- **Trecho da fonte**
+ + +

Vale a pena investir em formas criativas de popularização da ciência para encantar, cativar e estimular mudanças culturais e de políticas públicas

Pesquisadores brasileiros e espanhóis vêm usando inteligência artificial para identificar sons emitidos por botos e tucuxis na região amazônica, em uma parceria entre a Universidade Técnica da Catalunha, em Barcelona, e o Instituto Mamirauá de Desenvolvimento Sustentável, em Tefé, no Brasil. Ambas as espécies de golfinhos de água doce estão em extinção. O boto cor-de-rosa entrou na lista de animais ameaçados em 2018, e o boto-tucuxi, em 2021.

Identificar com precisão os sons emitidos pelos animais é essencial para acompanhar seus movimentos e monitorar populações. Usando inteligência artificial, cientistas conseguiram isolar os cliques e assovios emitidos pelos botos dos ruídos de fundo, como motor de barcos. Como os cliques e assovios são específicos e diferem entre as espécies, foi possível monitorar separadamente as duas populações.

+ + +

- **Dados registrados**
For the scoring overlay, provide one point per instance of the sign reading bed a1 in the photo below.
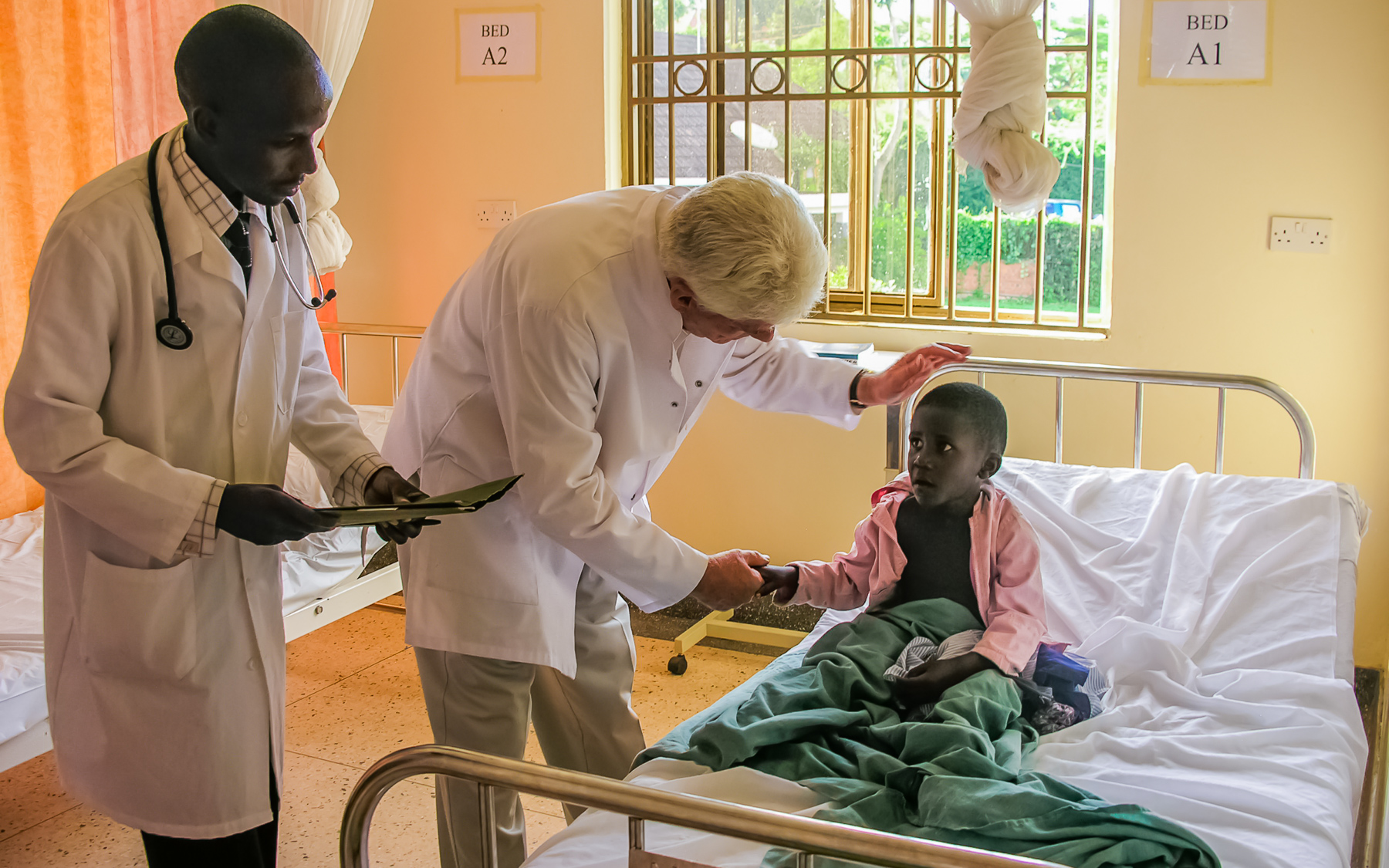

+ + +

- **Tarefas a fazer**
• 1. Transcreva, do texto sobre os botos da Amazônia, o trecho de "Identificar com precisão" a "as duas populações.".
• 2. Liste todos os verbos no infinitivo da primeira frase do texto sobre os botos da Amazônia.

- **Respostas por tarefa**
• 1.
Identificar com precisão os sons emitidos pelos animais é essencial para acompanhar seus movimentos e monitorar populações. Usando inteligência artificial, cientistas conseguiram isolar os cliques e assovios emitidos pelos botos dos ruídos de fundo, como motor de barcos. Como os cliques e assovios são específicos e diferem entre as espécies, foi possível monitorar separadamente as duas populações.

• 2. investir, encantar, cativar, estimular